SOURCE EXTRACT -
------------------------
Talking Drums

The West African News Magazine

Comment

Lest We Forget

The past has a way of coming back to haunt. President Ronald Reagan in the midst of one of the greatest crises in his presidency could possibly have felt better if he had to cope with past memories privately. But then he, after all, is the ultimate media person and thus the media would not allow him or anybody else to forget.

American television kept recalling the Iranian hostage crisis, the unmerciful criticisms made by the then candidate Reagan of what he saw as the indecisive President Carter and the newly inaugurated President Reagan's pledge of swift retribution against terrorists if they should dare attack Americans.

Things must be looking somewhat different to President Reagan now that he is in his own hostage crisis and the frustrations of the limitations of power are becoming clearer.

For all our professed claim to worshipping the past when it gets to events that are unpleasant or that go against the current grain, we Africans display an amazing capacity for deliberate amnesia,

Flight-Lieutenant Rawlings of Ghana probably recalls the scorn he used to heap on "leaders, so-called, who are growing fat in the midst of all our problems", as he himself manages to put on weight in the midst of all Ghana's problems. However, any attempt to recall his words then is regarded as subversive.

At one time the triumphant Sergeant Gnassingbe Eyadema (as he then was) boasted openly that he killed the Togolese leader Sylvanus Olympio. Today it does not suit his image and he has been doing some fanciful juggling of words to rewrite history. Preferably, he would rather everybody forget the whole affair and pretend it never happened. And his strongly controlled Togolese press encourages the wholesale amnesia.

In much the same way the Liberian leader does not want to be reminded of the days when he was a very lean and angry/hungry looking Master Sergeant. Even the words he spoke then captured as they were on tape and film by many, he has tried to disown, claiming they were really the words of his advisers then. The official line is to pretend that certain events never happened.

The year 1979 does not belong in the too distant past, the events that took place then do not belong in the realms of things that can only be recollected and told by griots and thus we at Talking Drums have been reading Nigerian newspapers of 1979. And they have proved very fascinating. At that time in the first few months of the new civilian regime, the news items all had a most familiar ring. Fraudulent contracts, kickbacks, empty treasuries, irresponsible government officials and much more.

The only surprise is that the villains of the piece then were the members of the outgoing military government who had handed over power or were in the process of handing over to the elected government.
------------------------
GOALS -
1. According to the Talking Drums comment, who once boasted openly that he had killed the Togolese leader Sylvanus Olympio?
2. Write the next part of the Talking Drums comment on political amnesia, picking up right after its last sentence.
The listing is separate material with no connection to the Talking Drums comment.

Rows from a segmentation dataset
------------------------
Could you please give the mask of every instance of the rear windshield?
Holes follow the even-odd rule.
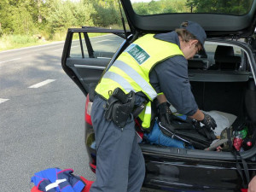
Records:
[[[253,0],[131,0],[136,14],[150,15],[177,13],[247,14]]]

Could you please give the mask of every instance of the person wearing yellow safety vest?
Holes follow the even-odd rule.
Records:
[[[148,130],[151,102],[157,98],[160,119],[168,123],[172,103],[180,113],[214,129],[214,119],[197,107],[190,90],[188,61],[204,50],[207,35],[193,21],[175,32],[147,34],[126,48],[96,88],[91,110],[96,180],[90,192],[139,192],[145,162],[137,140],[134,116]]]

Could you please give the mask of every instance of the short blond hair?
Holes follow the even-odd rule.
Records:
[[[188,26],[187,21],[183,22],[181,24],[182,27],[186,27],[187,26]],[[189,42],[189,40],[198,40],[195,35],[193,35],[191,32],[187,31],[185,28],[178,28],[178,29],[176,29],[175,32],[182,38],[183,41]],[[198,46],[198,45],[201,45],[199,41],[196,44],[196,46]]]

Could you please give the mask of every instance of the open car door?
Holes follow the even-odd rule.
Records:
[[[90,26],[68,29],[61,65],[84,96],[94,91],[102,72],[125,42],[125,38],[122,30]]]

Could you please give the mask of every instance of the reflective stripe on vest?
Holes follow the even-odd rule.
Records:
[[[156,39],[154,34],[145,35],[118,57],[103,75],[96,91],[108,99],[109,91],[119,87],[125,93],[143,91],[152,102],[157,93],[149,83],[149,73],[156,64],[175,55],[183,55],[177,44]],[[151,108],[150,102],[139,115],[144,128],[150,126],[151,108],[148,113],[146,113],[149,106]]]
------------------------
RESPONSE LIST -
1. Sergeant Gnassingbe Eyadema.

2.
The news items make very strange reading today considering that the knights in shining armour who have come to save Nigeria from supposedly "corrupt politicians", were in 1979 openly accused of the very same things that they are accusing the politicians today.

There is no question but that if the politicians as a group had accepted ex-President Shehu Shagari's observation then that there existed in Africa only two main parties - the military and the civilians - and if there had been the political will, there would have been many trials for fraud and corruption. And many people who have re-emerged as saints today would have been disgraced.

Of particular interest are the identities of the people who were loud in their condemnations of the outgoing military government. It is a strange coincidence that they were the first politicians to have tasted the wrath of the current military tribunals and have generally got the longest sentences.

Cynics might see some correlation between the present plight of the former Lagos state Governor, Lateef Jakande (still in jail, no charges 18 months after the coup), and the fact that he was one of the brave politicians who exposed the profligacy of the military administration that had preceded him.

If one wanted to see such parallels, former Governor Onabanjo would seem to fall in the same category. It might also be better understood why the former governor of Kano State, Alhaji Bakin Zuwo, has had the harshest sentences and had the more dramatic appearances of the Tribunals, if one reads the newspaper publications that he was the first person to have brought into the open what came to be known as the N2.8 billion oil scandal.

When Major-General Muhammadu Buhari spoke to the Nigerian nation in January 1984 he stated that his was an off-shoot (a continuation) of the Murtala/Obasanjo administrations. It would not be a case of mischief if he is reminded of the time that that administration was portrayed to the public as corrupt, profligate and irresponsible.

Our people never embark upon anything without invoking the presence of their ancestors. 1979 has not yet been consigned to the custody of our ancestors and to pretend that these matters did not exist is only to ensure that they occur over and over again. Bringing up pertinent matters of the past is frowned upon, with everybody pretending they never happened. This self- induced amnesia has made our leaders come to believe in the present auras they have cocooned themselves in.

The distant past also becomes nostalgia and simply entertaining as most of the participants are usually either dead or no longer in positions of power and there is no danger of annoying anybody.

By publishing clips from the immediate past, we intend and hope to make people remember.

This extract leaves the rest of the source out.